SOURCE TEXT:
============
The BCG Matrix is a business model that helps companies identify which products to invest in, maintain, or cut. But what is the BCG Matrix, what are its categories, and how is it applied in practice? This article will help you quickly understand the concept, the 4-quadrant structure, and how to use the BCG Matrix in strategy formulation.
Mục lục
- 1. What is the BCG Matrix?
- 2. The Structure of a BCG Matrix
- 3. Example of the BCG Matrix in Business
- 4. Advantages and Disadvantages of Using the BCG Matrix
- 5. What are the steps in the BCG matrix analysis process?
- 6. How to Apply the BCG Matrix in Strategy Formulation
- 7. Considerations During BCG Matrix Analysis
- 8. Common Mistakes When Businesses Apply the BCG Matrix
- 9. Modern Trends in Using the BCG Matrix
- 10. Frequently Asked Questions about the BCG Matrix
- 11. Conclusion
1. What is the BCG Matrix?
The BCG (Boston Consulting Group) Matrix is a tool used to analyze business models, assess the competitive position, and evaluate the growth potential of a company’s product portfolio or business units. For this reason, the BCG Matrix is also known as the product portfolio matrix. This is a classic business model developed by the Boston Consulting Group in 1970.
This model is built on two factors: relative market share and market growth rate. Based on these two factors, the BCG Matrix divides a company’s business portfolio into 4 categories: Stars, Question Marks, Cash Cows, and Dogs.
Within a business, applying the BCG Matrix helps managers make decisions about resource allocation, investment projects, and product/service development strategies, based on an understanding of the position of each product or unit in this matrix.
2. The Structure of a BCG Matrix
The BCG Matrix is divided into two main axes representing the relative market share (horizontal axis) and the growth rate (vertical axis) of the product portfolio or business unit. Specifically:
- Horizontal Axis: Determines the relative market share of a product/service compared to the largest competitor’s product/service in the same industry. Relative market share is calculated by dividing the market share of the product/service being analyzed by the market share of the largest competitor in the same industry.
- Vertical Axis: Determines the growth rate of the market in which the product/service operates. The market growth rate is calculated by taking the percentage change in market size over a specific period.
Based on these two axes, the BCG Matrix is divided into 4 main quadrants, with each quadrant corresponding to a group of products/services with different characteristics and growth potential.
2.1. BCG Matrix: Dogs
These are products located in the “Dogs” quadrant, which has low relative market share and low market growth rate.
Products or services in the “Dogs” quadrant of the BCG Matrix typically have no growth potential and generate low profits for the company. Therefore, the company should consider divesting these categories to focus resources on other products/services with higher growth potential.
2.2. BCG Matrix: Question Marks
Categories in the “Question Marks” quadrant are products/services with low relative market share but a high market growth rate. In other words, these are products with high growth potential but require significant investment to compete effectively.
============
SET OF TASKS:
- A) According to the BCG Matrix article, who developed the matrix, and in what year?
- B) Please pick up the BCG Matrix article at its last sentence and keep writing from there.
The material after the BCG Matrix article isn't needed for this.

RECORDED DATA:
============
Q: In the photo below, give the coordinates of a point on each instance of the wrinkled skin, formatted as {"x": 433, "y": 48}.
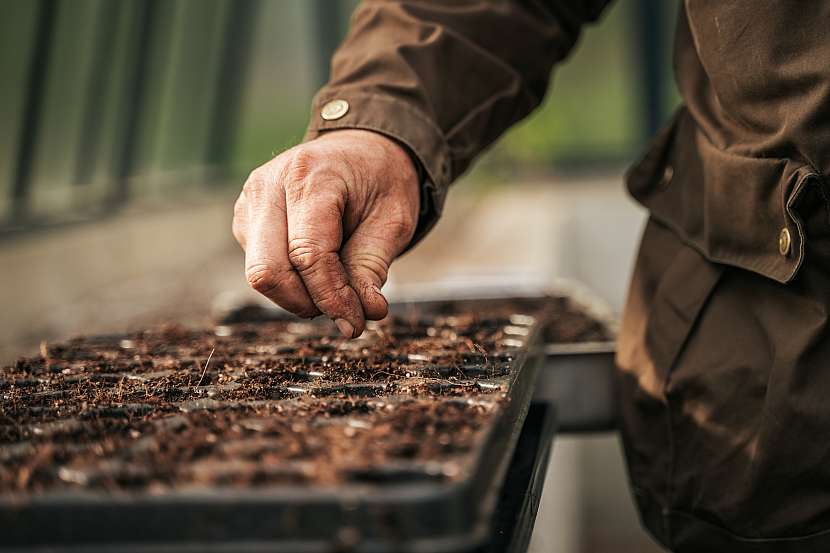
============
EXPECTED RESULTS:
- A) The Boston Consulting Group developed it in 1970.

- B)
Typically in businesses, investments in “Question Marks” are funded by cash flow from “Cash Cows”. The company needs to carefully evaluate the potential of products/services in this section to decide whether to invest or divest.
2.3. BCG Matrix: Stars
In the Stars quadrant of the BCG Matrix, product categories hold a high relative market share in a high-growth market. These are market-leading products/services with strong growth potential that generate significant profits for the company. Therefore, businesses need to invest strategically to develop and expand the market share of these categories or units.
To generate significant cash flow for the business, “Stars” also consume a considerable amount of cash, accounting for a large portion of production costs. When the market matures and the product categories in the “Stars” quadrant remain successful, they will transition into “Cash Cows”.
2.4. BCG Matrix: Cash Cows
Products/services in the “Cash Cows” quadrant have a high relative market share but a low market growth rate. These are products/services that generate stable profits for the company but require little investment.
Although they do not require heavy investment, the profits and cash flow generated by “Cash Cows” are substantial, so they are often used to fund “Stars” and “Question Marks”. The company needs to maintain and optimize the operations of these products/services to maximize profits.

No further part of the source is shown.